**Text under study:**
════

‘It’s a relief.’ Veteran First Responder Believes in Science – and the COVID-19 Vaccine

Photo of two men giving the thumbs up after receiving the COVID-19 vaccine at UVM Medical Center.

Mike Cannon, dangling from ropes, a helmet strapped to his head, lowered down the sheer cliff and hung just above the rushing water. Next to him a young man clung desperately to a thin crack of rock, knuckles white, trying not to be sucked down the narrow river chute to certain death. 

Thanks to Cannon, and Colchester Technical Rescue, the young man didn’t die that summer afternoon in 2015. 

Huntington Gorge – a popular swimming hole both beautiful and dangerous – was nothing new to Cannon. During his decades-long career, he has lost count of the lives he’s saved, or the lost he’s recovered.

Now, Cannon has embraced another way to save lives. 

“It’s a relief,” he says after receiving his second COVID-19 vaccination at the University of Vermont Health Network’s clinic at the Champlain Valley Exposition in Essex Junction, Vermont. “You can’t do your job, you can’t treat folks safely, unless you are vaccinated. I have total confidence in this.”  

Cannon, who now works as a program manager with Vermont Urban Search and Rescue, was one of hundreds of first responders vaccinated in recent weeks in Essex or at the University of Vermont Medical Center. He described the first shot as “not bad at all” and the second and final dose of the vaccine as even less remarkable. 

“Easier than a flu shot,” he says. 

Cannon acknowledges that some first responders are hesitant to get vaccinated. But he urges them to “believe in the science.” As someone who has had some close calls with the virus – Cannon’s daughter had to quarantine after players on her hockey team tested positive – he didn’t hesitate to get the vaccine as soon as he could. He did it, he says, to protect himself, the people who may depend on him to save their lives, his colleagues, family and friends. 

A frank, honest conversation can go a long way to reassuring colleagues who are initially reluctant, according to Cannon. He estimates that his workplace is now more than 90 percent vaccinated, which gives him hope that as more people gain access, an end to the pandemic is in sight.

“I think this [vaccine] is 100 percent safe,” he says. “We owe it to ourselves and the people we are trying to help.”

════

**The data:**
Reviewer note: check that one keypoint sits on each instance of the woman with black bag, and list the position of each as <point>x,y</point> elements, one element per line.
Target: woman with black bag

════

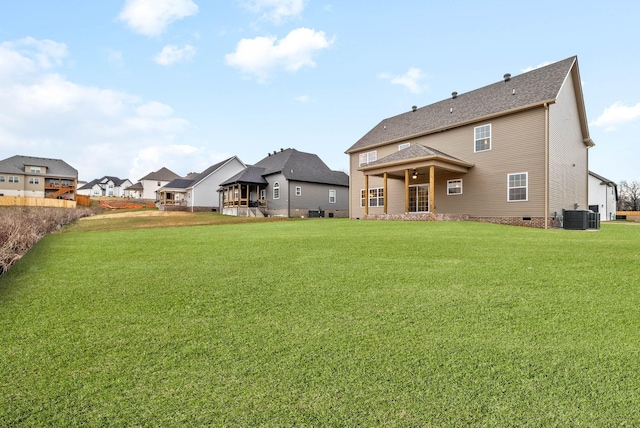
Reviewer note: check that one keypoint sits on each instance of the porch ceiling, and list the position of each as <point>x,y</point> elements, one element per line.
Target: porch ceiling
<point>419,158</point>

════

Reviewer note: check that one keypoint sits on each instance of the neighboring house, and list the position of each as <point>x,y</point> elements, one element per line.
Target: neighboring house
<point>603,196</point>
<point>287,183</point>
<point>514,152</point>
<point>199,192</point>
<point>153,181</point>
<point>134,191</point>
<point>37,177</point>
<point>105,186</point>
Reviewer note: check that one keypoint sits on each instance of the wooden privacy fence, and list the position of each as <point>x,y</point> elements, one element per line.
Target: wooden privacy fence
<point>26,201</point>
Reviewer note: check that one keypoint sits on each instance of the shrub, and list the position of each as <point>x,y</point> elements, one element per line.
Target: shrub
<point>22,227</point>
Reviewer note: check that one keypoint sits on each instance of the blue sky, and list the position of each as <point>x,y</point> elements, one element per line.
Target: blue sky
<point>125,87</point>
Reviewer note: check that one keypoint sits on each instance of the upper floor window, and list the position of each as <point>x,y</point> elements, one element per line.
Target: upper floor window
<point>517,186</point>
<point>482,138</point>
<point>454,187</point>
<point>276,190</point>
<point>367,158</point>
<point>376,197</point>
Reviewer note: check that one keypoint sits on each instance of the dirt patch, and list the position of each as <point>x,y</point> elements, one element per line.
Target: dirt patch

════

**Brief:**
In the article about the veteran first responder and the COVID-19 vaccine, whom does Cannon say he got vaccinated to protect?

**Worked solution:**
- Himself
- The people who may depend on him to save their lives
- His colleagues
- His family
- His friends